[Stored dataset items]
□ □ □ □ □ □ □

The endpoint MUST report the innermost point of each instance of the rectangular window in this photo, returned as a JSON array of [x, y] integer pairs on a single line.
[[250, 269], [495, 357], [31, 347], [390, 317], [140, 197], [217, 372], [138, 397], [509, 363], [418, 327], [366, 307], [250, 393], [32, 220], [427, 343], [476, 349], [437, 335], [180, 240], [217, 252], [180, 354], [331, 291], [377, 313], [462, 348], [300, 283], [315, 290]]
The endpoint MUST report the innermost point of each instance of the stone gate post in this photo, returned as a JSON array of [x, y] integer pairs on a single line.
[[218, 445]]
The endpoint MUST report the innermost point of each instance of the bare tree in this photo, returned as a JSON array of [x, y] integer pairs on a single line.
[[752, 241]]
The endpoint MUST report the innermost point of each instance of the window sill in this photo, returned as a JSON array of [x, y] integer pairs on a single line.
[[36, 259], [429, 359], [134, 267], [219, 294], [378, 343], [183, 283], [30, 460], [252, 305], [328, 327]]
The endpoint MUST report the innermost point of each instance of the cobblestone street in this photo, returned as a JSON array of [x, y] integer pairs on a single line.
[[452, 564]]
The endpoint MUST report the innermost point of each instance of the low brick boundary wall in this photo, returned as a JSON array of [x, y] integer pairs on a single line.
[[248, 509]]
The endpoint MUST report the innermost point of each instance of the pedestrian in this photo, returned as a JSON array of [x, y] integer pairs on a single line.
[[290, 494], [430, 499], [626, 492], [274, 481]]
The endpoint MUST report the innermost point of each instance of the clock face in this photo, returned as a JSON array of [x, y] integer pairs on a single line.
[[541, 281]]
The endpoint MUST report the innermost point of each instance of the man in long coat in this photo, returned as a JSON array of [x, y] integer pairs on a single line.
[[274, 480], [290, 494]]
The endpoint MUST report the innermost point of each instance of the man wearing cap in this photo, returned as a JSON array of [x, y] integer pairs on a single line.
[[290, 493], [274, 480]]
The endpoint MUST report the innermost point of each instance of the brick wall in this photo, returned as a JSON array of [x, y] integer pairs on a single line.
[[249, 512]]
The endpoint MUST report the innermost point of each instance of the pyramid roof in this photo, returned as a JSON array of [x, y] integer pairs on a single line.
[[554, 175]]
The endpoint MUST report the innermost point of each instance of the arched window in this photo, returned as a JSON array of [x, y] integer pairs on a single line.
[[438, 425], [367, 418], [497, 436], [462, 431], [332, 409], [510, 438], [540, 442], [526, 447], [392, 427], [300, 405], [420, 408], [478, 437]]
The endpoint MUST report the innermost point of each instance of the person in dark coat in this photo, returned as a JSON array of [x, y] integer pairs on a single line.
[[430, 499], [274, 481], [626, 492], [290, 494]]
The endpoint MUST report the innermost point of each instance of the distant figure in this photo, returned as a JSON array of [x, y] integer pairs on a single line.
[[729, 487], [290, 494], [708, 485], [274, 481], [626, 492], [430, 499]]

□ □ □ □ □ □ □

→ **EXERCISE BRIEF**: Repeat the data in its entirety, character for character.

→ **OUTPUT FOR THIS TASK**:
The endpoint MUST report the innermost point of each instance of the rectangular window in this photo, returned as a JSON array of [x, y] integer pairs on a single line.
[[250, 269], [495, 357], [31, 347], [390, 317], [140, 197], [217, 372], [138, 397], [509, 363], [418, 327], [366, 307], [250, 393], [32, 220], [427, 343], [476, 349], [437, 335], [180, 240], [217, 252], [180, 354], [331, 291], [377, 313], [462, 348], [300, 283], [315, 290]]
The endpoint MUST report the innermost point of each instance of the stone gate post in this photo, returned as a JSON array of [x, y] integer pairs on a single line.
[[218, 445]]
The endpoint MUST report the innermost point of each instance of the bare tree in this photo, returned as a JSON array of [x, y] integer pairs on a single line.
[[752, 241]]
The endpoint MUST report the innermost point of each instance of the window sill in this photo, returned as a JSON array of [x, y] integer pairs on a single line.
[[36, 259], [429, 359], [134, 267], [219, 294], [378, 343], [183, 283], [30, 460], [252, 305], [328, 327]]
The endpoint MUST report the innermost point of each instance of the cobblestone street in this photo, returned as a JSON array of [x, y] integer pairs on a single line.
[[452, 564]]
The endpoint MUST report the innermost point of each instance of the low brick boundary wall in this photo, returned as a JSON array of [x, y] integer pairs on a single line.
[[248, 509]]
The endpoint MUST report the innermost point of each instance of the pedestrian in this photo, returned as a JSON array of [x, y] integer pairs on a single line.
[[290, 494], [430, 499], [626, 492], [274, 481]]
The endpoint MUST report the innermost point of each instance of the clock face in this photo, returned as a JSON array of [x, y] integer pairs on a single line.
[[541, 281]]
The endpoint MUST report the innermost point of each instance of the man in long coat in this photo, returned as a JSON array of [x, y] integer pairs on a single line.
[[274, 480], [290, 494]]
The endpoint MUST report the innermost point of each instance of the man wearing cap in this photo, returned as a JSON array of [x, y] integer pairs on a single line.
[[290, 493], [274, 480]]
The endpoint MUST report the innermost point of each instance of the brick wall in this photo, returned as a JSON array of [x, y] integer pairs on a single line.
[[249, 512]]
The endpoint MUST report the innermost point of each instance of the pyramid roof in this photo, returned as a JSON array of [x, y] integer pairs on a single line.
[[554, 175]]
The endpoint MUST report the innermost point of each instance of the arched window in this photo, returned as a JSON array of [x, y] integer pairs on a single line.
[[438, 425], [367, 418], [497, 436], [462, 431], [332, 409], [510, 438], [540, 442], [526, 447], [392, 427], [300, 405], [420, 408], [478, 437]]
The endpoint MUST report the innermost point of each instance of the person in dark coat in this photo, returned as a JSON array of [x, y] integer pairs on a single line.
[[430, 499], [274, 481], [626, 492], [290, 494]]
The endpoint MUST report the innermost point of each instance of the distant figure in this photo, returned as a JSON array of [x, y] integer pairs on a single line.
[[729, 487], [290, 494], [708, 485], [274, 481], [626, 492], [430, 499]]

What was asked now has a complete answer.